Geëxtraheerde tekst:
De 25 % toename klinkt op het eerste gezicht hoog. Het gaat echter wat betreft de concentratie in de atmosfeer nog steeds om kleine getallen, een stijging van 0,03 tot 0,04 % per volume lucht. Tegen de verwachting van de GCM–voorspellingen in is de gemiddelde mondiale temperatuur niet of nauwelijks evenredig toegenomen en vertoonde die van 1999 tot 2014 wellicht zelfs een geringe daling.

Vastgelegde gegevens:
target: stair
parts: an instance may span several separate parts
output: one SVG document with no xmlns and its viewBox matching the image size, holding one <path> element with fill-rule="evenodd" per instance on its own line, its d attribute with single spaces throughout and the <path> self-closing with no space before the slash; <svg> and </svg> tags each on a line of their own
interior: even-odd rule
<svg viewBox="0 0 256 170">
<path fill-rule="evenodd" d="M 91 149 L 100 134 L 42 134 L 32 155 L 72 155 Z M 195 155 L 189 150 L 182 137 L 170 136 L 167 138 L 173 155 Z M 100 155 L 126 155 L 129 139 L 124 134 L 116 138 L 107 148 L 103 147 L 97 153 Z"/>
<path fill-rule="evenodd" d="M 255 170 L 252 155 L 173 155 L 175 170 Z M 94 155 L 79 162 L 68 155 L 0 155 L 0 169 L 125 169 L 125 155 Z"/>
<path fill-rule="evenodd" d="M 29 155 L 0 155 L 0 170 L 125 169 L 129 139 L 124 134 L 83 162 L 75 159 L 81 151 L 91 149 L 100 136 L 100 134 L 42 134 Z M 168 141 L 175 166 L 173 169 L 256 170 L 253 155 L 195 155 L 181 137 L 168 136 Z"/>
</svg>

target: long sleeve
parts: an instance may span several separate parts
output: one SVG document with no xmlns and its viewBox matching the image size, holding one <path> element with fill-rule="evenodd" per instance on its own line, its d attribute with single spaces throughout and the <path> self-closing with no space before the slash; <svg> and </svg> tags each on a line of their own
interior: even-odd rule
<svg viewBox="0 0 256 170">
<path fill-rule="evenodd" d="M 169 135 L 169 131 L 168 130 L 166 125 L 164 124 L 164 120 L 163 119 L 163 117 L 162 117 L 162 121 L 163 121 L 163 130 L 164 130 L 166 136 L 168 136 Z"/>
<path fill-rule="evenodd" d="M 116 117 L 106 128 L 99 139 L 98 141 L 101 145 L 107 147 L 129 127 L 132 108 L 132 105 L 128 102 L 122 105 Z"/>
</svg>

Werkopdracht:
Citeer letterlijk uit de geëxtraheerde tekst de passage van "De 25 % toename" tot en met "een geringe daling.". De items zijn voor het werk niet nodig.

Antwoordveld:
De 25 % toename klinkt op het eerste gezicht hoog. Het gaat echter wat betreft de concentratie in de atmosfeer nog steeds om kleine getallen, een stijging van 0,03 tot 0,04 % per volume lucht. Tegen de verwachting van de GCM–voorspellingen in is de gemiddelde mondiale temperatuur niet of nauwelijks evenredig toegenomen en vertoonde die van 1999 tot 2014 wellicht zelfs een geringe daling.